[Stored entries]

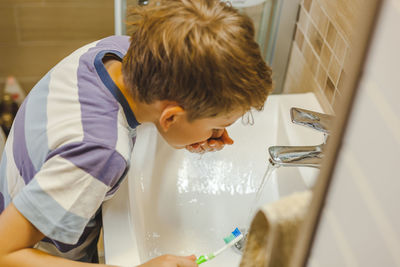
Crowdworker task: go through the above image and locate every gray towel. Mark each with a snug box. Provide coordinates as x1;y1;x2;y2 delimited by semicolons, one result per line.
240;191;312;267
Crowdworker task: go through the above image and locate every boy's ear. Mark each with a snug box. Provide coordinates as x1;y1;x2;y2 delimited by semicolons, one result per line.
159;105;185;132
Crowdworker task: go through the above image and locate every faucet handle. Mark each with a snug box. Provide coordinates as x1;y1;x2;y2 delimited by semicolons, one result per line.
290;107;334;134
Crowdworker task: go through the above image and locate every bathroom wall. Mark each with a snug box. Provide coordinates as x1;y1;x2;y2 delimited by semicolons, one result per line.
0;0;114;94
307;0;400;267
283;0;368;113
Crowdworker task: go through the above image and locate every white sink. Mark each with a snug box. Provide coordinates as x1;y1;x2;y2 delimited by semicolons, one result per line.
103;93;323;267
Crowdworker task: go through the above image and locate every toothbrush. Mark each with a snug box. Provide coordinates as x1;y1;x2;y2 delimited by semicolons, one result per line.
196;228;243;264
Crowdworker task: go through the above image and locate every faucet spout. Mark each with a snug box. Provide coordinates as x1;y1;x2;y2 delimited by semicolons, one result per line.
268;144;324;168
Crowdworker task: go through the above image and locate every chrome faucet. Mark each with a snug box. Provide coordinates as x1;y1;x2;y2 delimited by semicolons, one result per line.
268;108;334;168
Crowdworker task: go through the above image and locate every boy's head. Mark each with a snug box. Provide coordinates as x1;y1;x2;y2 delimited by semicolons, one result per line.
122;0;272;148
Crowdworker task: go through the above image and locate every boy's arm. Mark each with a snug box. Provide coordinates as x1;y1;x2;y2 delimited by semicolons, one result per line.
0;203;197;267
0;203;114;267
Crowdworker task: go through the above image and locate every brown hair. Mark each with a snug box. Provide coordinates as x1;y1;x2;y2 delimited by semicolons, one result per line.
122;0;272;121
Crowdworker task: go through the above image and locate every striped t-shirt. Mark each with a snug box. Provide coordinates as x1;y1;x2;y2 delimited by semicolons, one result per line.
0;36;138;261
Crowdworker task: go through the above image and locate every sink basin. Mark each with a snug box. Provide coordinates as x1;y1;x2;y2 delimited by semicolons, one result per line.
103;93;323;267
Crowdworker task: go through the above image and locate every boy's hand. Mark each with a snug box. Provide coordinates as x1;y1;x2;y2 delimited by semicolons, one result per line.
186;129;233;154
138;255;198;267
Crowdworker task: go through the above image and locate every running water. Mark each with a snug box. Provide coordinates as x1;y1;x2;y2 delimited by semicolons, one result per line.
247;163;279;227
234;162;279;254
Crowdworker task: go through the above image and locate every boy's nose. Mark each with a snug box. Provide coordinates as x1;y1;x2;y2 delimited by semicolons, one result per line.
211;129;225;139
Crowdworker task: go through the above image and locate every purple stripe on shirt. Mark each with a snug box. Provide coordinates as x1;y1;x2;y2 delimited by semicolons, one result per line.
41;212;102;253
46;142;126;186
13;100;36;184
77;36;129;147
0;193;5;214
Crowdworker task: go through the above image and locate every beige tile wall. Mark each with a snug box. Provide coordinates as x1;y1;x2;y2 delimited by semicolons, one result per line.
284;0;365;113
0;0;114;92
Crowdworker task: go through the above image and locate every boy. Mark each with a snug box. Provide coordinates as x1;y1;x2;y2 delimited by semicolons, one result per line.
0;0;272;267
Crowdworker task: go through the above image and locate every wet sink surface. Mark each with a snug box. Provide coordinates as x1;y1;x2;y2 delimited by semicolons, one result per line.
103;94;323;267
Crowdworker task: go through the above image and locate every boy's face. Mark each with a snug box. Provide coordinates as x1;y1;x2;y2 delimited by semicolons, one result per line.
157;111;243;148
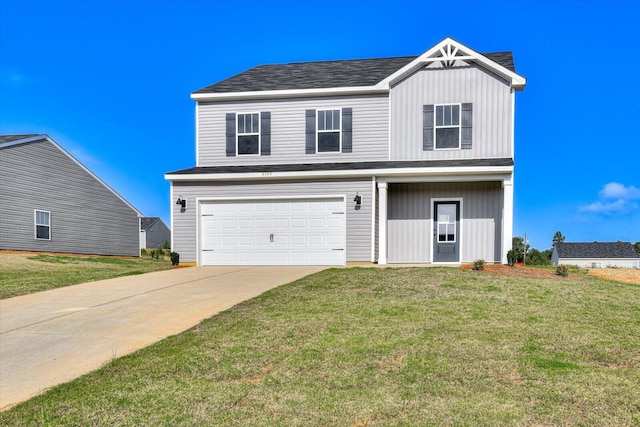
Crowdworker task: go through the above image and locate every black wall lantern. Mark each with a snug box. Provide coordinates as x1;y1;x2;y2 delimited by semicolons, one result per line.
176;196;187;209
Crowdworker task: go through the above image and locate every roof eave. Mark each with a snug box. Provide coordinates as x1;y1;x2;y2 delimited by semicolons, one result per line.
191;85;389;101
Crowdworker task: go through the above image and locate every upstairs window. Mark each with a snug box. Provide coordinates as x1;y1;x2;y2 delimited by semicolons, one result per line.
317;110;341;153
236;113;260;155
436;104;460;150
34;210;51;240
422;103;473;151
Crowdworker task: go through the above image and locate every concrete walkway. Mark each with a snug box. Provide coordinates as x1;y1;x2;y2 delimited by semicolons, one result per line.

> YOUR TASK: Reproduce the records word for word, from the line containing "locate every roof" through the end of the records, including both of those lines.

> REPLY:
Crowdworker task: go through the above image and locate every roof eave. Mark each with a snug box. Provide coordinates as x1;y1;x2;y2 delimited by semicolons, one result per line.
191;85;389;101
Crowdworker task: go through the above image and locate every upstairs window. Mark each with a snug box. Provide coordinates as x1;y1;x2;y2 delimited by semicolons, one result per line.
317;110;341;153
236;113;260;155
436;104;460;150
34;210;51;240
422;103;473;151
Crowdworker task: go through the above image and locate every concrete walkway. Mark each with a snug box. Provide coordinates as x1;y1;x2;y2 delimited by semicolons, one result per line.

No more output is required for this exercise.